==== Excerpted passage
The participants were randomly assigned to four 26-week BPaL treatment arms with varying daily doses and durations of linezolid: 1,200 milligrams (mg) for 26 weeks, 1,200 mg for 9 weeks, 600 mg for 26 weeks, and 600 mg for 9 weeks.

The primary end point of the trial was incidence of an unfavorable outcome, defined as treatment failure or relapse, at 26 weeks after the end of treatment. But the investigators were also evaluating whether the lower dose and/or duration of linezolid would reduce adverse events, particularly peripheral neuropathy and myelosuppression, which occurred in 81% and 48% of BPaL recipients, respectively, in the Nix-TB trial. Both conditions are a known complication of prolonged linezolid treatment.

Even though the Nix-TB trial found that the BPaL regimen was more than 90% effective, Spigelman says investigators started enrolling patients in the ZeNix trial almost immediately to see if they could improve the regimen with a lower dosage of linezolid.

"There were fairly significant side effects, specifically from the linezolid at that dose [1,200 mg]," Spigelman said. "We saw what was happening and we thought we could do better."

The results of the primary efficacy analysis showed that 93% of patients who received BPaL with 1,200 mg for 26 weeks had a favorable outcome. The efficacy was similar in the other arms: 89% among those who received 1,200 mg of linezolid for 9 weeks, 91% for those who received 600 mg of linezolid for 26 weeks, and 84% for those who received 600 mg of linezolid for 9 weeks.
========
==== Given records
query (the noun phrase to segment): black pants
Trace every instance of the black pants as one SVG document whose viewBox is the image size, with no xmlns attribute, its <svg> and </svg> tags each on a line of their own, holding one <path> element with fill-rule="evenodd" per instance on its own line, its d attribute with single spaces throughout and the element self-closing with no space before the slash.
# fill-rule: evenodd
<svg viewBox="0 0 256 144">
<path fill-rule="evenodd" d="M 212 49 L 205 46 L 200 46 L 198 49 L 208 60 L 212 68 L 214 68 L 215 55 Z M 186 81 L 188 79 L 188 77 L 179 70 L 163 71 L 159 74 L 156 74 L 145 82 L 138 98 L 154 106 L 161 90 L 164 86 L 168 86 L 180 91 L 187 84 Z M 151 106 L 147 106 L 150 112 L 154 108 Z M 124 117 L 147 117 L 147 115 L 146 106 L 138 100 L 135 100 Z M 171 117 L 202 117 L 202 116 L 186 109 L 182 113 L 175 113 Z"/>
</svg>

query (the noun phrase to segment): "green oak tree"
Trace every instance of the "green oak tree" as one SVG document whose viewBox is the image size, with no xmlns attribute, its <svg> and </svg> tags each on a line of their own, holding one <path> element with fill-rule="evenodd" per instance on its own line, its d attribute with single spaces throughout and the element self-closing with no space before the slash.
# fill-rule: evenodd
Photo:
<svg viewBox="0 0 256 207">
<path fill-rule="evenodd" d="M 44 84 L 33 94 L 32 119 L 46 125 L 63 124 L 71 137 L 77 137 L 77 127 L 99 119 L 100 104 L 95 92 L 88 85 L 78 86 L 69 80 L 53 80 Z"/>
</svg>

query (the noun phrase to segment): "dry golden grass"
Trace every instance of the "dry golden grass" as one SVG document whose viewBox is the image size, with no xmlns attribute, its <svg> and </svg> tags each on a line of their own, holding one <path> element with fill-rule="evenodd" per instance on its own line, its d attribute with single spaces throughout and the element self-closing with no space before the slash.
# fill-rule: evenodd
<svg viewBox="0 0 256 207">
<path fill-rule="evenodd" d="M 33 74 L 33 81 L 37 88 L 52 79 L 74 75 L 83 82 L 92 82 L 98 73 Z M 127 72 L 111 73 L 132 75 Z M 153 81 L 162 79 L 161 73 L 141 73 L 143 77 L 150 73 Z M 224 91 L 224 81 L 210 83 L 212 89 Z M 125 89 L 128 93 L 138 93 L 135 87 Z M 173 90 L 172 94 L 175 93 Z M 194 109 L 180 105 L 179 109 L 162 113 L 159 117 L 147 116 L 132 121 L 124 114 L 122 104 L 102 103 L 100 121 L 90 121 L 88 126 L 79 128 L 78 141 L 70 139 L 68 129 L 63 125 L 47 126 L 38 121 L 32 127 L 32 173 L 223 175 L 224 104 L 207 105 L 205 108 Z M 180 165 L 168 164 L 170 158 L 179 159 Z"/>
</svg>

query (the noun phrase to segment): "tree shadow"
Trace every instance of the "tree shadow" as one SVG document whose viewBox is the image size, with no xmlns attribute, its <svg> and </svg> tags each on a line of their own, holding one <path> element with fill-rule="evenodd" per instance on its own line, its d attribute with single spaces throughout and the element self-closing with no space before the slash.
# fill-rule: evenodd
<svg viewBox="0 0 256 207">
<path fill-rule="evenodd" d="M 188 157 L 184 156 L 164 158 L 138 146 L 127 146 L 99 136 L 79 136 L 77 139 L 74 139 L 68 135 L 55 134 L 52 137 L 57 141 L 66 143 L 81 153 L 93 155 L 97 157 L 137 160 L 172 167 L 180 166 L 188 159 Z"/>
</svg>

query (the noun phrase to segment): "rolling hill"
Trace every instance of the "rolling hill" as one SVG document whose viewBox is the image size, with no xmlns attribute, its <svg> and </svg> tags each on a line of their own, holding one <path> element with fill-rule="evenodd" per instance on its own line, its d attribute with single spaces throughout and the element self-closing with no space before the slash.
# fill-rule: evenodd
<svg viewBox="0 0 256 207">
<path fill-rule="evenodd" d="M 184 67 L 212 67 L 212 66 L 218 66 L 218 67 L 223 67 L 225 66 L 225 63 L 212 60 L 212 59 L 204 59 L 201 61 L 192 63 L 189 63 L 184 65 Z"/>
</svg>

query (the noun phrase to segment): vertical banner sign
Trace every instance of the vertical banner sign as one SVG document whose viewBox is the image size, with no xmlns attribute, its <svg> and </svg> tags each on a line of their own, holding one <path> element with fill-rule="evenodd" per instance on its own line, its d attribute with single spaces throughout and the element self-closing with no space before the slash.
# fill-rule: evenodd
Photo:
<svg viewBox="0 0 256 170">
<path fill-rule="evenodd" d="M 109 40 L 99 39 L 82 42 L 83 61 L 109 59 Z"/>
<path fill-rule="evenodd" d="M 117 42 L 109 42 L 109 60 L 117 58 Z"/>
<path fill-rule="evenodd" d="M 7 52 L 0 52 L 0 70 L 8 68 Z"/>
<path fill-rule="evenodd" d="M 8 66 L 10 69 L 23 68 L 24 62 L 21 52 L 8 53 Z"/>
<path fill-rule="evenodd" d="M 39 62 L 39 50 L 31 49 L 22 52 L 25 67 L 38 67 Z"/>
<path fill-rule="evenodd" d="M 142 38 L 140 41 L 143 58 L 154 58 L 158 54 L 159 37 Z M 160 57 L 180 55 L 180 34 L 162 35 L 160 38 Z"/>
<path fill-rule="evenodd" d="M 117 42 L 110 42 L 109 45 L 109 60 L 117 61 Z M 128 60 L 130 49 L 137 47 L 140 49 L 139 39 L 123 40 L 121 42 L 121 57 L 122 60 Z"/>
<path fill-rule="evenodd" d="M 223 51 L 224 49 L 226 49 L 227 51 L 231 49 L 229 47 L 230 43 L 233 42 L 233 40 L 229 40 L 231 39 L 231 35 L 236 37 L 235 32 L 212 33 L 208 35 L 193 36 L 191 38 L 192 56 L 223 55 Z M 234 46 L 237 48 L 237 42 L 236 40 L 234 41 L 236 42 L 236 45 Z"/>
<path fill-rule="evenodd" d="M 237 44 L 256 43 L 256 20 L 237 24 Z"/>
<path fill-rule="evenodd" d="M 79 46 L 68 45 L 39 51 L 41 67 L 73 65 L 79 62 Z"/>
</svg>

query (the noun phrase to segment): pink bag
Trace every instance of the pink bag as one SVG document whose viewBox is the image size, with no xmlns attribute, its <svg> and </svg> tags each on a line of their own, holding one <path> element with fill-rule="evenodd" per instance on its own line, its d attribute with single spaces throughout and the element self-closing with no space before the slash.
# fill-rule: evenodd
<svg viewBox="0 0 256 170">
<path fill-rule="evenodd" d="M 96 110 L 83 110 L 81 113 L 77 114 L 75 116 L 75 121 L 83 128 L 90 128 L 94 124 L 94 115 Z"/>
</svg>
========
* **Task requirements**: Write out the passage on the linezolid dosing trial word for word, in full. The entries have nothing to do with the text.

* **Solution for this problem**:
The participants were randomly assigned to four 26-week BPaL treatment arms with varying daily doses and durations of linezolid: 1,200 milligrams (mg) for 26 weeks, 1,200 mg for 9 weeks, 600 mg for 26 weeks, and 600 mg for 9 weeks.

The primary end point of the trial was incidence of an unfavorable outcome, defined as treatment failure or relapse, at 26 weeks after the end of treatment. But the investigators were also evaluating whether the lower dose and/or duration of linezolid would reduce adverse events, particularly peripheral neuropathy and myelosuppression, which occurred in 81% and 48% of BPaL recipients, respectively, in the Nix-TB trial. Both conditions are a known complication of prolonged linezolid treatment.

Even though the Nix-TB trial found that the BPaL regimen was more than 90% effective, Spigelman says investigators started enrolling patients in the ZeNix trial almost immediately to see if they could improve the regimen with a lower dosage of linezolid.

"There were fairly significant side effects, specifically from the linezolid at that dose [1,200 mg]," Spigelman said. "We saw what was happening and we thought we could do better."

The results of the primary efficacy analysis showed that 93% of patients who received BPaL with 1,200 mg for 26 weeks had a favorable outcome. The efficacy was similar in the other arms: 89% among those who received 1,200 mg of linezolid for 9 weeks, 91% for those who received 600 mg of linezolid for 26 weeks, and 84% for those who received 600 mg of linezolid for 9 weeks.